_PROBLEMS_
#1 In the biography of the Sri Lankan politician, write out the passage from "Arachchige Sarath Kumara" to "Magistrate Lal Bandara." word for word.
#2 According to the biography of the Sri Lankan politician, in which village was he born?

_SUPPLIED TEXT_

»»

Arachchige Sarath Kumara Gunarathne is a Sri Lankan politician, a member of the Parliament of Sri Lanka and a government minister. He is the Negombo MP from Gampaha district and is a long-standing member of the Sri Lanka Freedom Party (SLFP). Prior to his current appointment as the Deputy Minister of Fisheries, he has been appointed deputy minister for state resources, and as deputy minister of aviation. He is currently the acting minister of Fisheries and Aquatic resources following the defection of former Fisheries Minister Rajitha Senaratne to the opposition. minister Sarath Kumara Gunaratne, arrested by the CID on charges of misappropriating Rs.12 million belonging the Negombo Fisheries Harbour Corporation, was today remanded till January 9 by Colombo Chief Magistrate Lal Bandara.

Sarath Kumara Gunaratna was born in Dungalpitiya, a village close to Negombo. His father was a local school principal. Mr Gunaratna first contested the Negombo seat in 1989, but was not able to get the required preferential votes to get elected. After a stint overseas in Italy, Mr. Gunarathne returned to Sri Lanka to enter active politics. He contested the 1999 Provincial council election representing the Wattala seat and entered the Western Provincial Council. In 2006, he entered Parliament as a 'next in line' MP when one MP resigned due to illness. He was elected in 2010 general election as an MP from the Gampaha district under the ruling UPFA coalition.

««

_SUPPLIED MATERIAL_
»»

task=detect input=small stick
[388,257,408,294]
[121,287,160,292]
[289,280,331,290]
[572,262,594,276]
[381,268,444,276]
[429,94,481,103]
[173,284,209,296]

««

_ANSWERS TO THE EXERCISE_
#1
Arachchige Sarath Kumara Gunarathne is a Sri Lankan politician, a member of the Parliament of Sri Lanka and a government minister. He is the Negombo MP from Gampaha district and is a long-standing member of the Sri Lanka Freedom Party (SLFP). Prior to his current appointment as the Deputy Minister of Fisheries, he has been appointed deputy minister for state resources, and as deputy minister of aviation. He is currently the acting minister of Fisheries and Aquatic resources following the defection of former Fisheries Minister Rajitha Senaratne to the opposition. minister Sarath Kumara Gunaratne, arrested by the CID on charges of misappropriating Rs.12 million belonging the Negombo Fisheries Harbour Corporation, was today remanded till January 9 by Colombo Chief Magistrate Lal Bandara.

#2 Dungalpitiya, a village close to Negombo.